(Excerpts from point annotation data)

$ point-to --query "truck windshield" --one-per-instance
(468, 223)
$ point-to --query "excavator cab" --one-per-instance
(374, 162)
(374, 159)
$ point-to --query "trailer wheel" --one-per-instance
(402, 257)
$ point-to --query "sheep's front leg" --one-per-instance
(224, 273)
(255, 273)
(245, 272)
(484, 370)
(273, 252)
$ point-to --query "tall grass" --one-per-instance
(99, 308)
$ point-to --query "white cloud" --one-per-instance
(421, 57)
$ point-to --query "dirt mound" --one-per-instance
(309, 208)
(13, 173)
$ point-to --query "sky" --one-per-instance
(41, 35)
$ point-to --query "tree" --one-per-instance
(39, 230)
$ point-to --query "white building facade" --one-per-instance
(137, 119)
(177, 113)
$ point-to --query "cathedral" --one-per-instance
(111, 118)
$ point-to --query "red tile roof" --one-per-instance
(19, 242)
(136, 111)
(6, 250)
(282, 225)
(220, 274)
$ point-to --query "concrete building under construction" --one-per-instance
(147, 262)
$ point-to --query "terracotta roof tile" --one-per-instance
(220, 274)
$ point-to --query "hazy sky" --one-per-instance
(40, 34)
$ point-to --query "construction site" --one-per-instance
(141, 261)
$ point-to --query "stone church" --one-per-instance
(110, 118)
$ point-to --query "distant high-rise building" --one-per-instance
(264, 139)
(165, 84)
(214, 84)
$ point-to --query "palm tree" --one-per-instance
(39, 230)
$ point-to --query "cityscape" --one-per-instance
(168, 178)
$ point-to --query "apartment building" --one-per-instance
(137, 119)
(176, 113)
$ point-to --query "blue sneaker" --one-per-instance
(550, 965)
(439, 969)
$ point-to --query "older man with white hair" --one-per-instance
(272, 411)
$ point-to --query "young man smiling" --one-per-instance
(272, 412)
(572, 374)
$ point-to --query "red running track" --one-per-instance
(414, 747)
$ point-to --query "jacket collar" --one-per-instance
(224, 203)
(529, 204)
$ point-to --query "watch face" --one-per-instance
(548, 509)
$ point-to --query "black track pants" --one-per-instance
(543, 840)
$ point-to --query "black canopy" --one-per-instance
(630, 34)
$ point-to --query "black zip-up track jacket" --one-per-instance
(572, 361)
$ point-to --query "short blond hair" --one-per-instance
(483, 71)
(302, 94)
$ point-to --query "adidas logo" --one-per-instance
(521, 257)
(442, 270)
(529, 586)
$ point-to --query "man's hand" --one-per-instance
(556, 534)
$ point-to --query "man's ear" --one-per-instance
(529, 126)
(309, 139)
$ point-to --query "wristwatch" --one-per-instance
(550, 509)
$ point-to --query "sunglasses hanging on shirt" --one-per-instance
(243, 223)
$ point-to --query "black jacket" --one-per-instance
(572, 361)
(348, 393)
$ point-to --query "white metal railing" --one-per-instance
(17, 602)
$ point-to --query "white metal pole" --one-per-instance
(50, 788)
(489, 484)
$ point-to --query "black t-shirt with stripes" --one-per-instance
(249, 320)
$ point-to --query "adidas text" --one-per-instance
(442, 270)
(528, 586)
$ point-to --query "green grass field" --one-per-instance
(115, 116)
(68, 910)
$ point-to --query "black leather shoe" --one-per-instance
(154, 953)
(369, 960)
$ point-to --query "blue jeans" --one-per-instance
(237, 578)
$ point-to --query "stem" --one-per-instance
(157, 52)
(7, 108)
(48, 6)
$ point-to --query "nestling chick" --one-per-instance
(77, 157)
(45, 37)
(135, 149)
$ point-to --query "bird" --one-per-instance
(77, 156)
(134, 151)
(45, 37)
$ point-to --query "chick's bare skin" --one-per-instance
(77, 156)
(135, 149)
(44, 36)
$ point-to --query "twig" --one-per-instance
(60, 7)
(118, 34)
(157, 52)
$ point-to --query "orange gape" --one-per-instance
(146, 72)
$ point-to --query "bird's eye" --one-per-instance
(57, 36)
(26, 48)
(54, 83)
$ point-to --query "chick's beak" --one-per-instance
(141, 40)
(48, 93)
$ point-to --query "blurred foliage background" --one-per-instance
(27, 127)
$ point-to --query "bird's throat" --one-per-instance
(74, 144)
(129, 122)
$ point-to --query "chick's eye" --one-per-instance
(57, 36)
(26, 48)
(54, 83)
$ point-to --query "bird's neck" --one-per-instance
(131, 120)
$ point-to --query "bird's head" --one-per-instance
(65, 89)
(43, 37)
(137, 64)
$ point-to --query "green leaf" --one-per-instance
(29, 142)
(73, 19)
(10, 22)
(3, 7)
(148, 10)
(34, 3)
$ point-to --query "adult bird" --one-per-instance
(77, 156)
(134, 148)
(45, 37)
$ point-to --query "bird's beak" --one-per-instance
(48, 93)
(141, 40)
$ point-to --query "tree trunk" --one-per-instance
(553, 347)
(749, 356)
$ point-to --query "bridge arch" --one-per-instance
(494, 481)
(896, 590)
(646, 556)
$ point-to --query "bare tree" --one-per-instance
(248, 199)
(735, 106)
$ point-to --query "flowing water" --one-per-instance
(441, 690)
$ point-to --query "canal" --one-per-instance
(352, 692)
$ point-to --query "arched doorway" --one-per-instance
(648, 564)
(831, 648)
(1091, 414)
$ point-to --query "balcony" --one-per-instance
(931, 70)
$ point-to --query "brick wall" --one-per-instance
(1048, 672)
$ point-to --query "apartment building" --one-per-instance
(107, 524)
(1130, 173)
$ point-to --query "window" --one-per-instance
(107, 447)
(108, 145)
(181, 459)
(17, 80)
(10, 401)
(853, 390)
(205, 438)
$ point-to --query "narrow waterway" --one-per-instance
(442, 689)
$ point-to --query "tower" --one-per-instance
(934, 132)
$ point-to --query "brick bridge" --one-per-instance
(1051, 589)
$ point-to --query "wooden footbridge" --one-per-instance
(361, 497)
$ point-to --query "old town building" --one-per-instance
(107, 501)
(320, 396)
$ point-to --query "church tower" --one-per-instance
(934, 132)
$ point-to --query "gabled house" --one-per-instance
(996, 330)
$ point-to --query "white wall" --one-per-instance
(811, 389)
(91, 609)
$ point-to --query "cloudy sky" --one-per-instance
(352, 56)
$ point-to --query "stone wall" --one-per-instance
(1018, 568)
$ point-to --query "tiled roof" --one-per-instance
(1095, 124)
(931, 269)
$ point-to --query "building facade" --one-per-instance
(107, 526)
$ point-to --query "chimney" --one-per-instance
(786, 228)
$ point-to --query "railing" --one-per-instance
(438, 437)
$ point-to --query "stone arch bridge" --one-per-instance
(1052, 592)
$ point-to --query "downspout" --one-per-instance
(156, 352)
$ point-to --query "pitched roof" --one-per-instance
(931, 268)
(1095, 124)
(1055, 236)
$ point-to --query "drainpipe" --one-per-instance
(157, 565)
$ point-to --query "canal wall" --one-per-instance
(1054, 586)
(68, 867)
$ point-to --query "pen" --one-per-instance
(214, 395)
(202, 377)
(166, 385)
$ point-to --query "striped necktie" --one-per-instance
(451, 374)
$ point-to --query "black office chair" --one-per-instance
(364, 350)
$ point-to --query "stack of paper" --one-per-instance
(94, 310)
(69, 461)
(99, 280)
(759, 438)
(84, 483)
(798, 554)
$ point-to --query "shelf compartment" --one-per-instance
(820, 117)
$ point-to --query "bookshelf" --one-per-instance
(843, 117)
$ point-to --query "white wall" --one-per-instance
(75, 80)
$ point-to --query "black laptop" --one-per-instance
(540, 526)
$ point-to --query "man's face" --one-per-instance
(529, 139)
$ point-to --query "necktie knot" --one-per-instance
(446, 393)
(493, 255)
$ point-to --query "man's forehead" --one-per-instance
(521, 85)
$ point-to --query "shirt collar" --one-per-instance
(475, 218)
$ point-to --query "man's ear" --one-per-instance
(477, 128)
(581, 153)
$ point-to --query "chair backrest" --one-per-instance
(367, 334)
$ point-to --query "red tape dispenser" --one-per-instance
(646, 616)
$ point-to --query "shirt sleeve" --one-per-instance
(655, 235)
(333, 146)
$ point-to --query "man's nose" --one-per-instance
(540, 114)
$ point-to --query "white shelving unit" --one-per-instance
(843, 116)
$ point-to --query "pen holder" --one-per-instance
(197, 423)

* Exercise goal *
Pull out every line above that contains the string "railing", matching case exactly.

* Answer to this problem *
$ point-to --query "white metal railing" --one-per-instance
$ point-to --query "railing" --one-per-instance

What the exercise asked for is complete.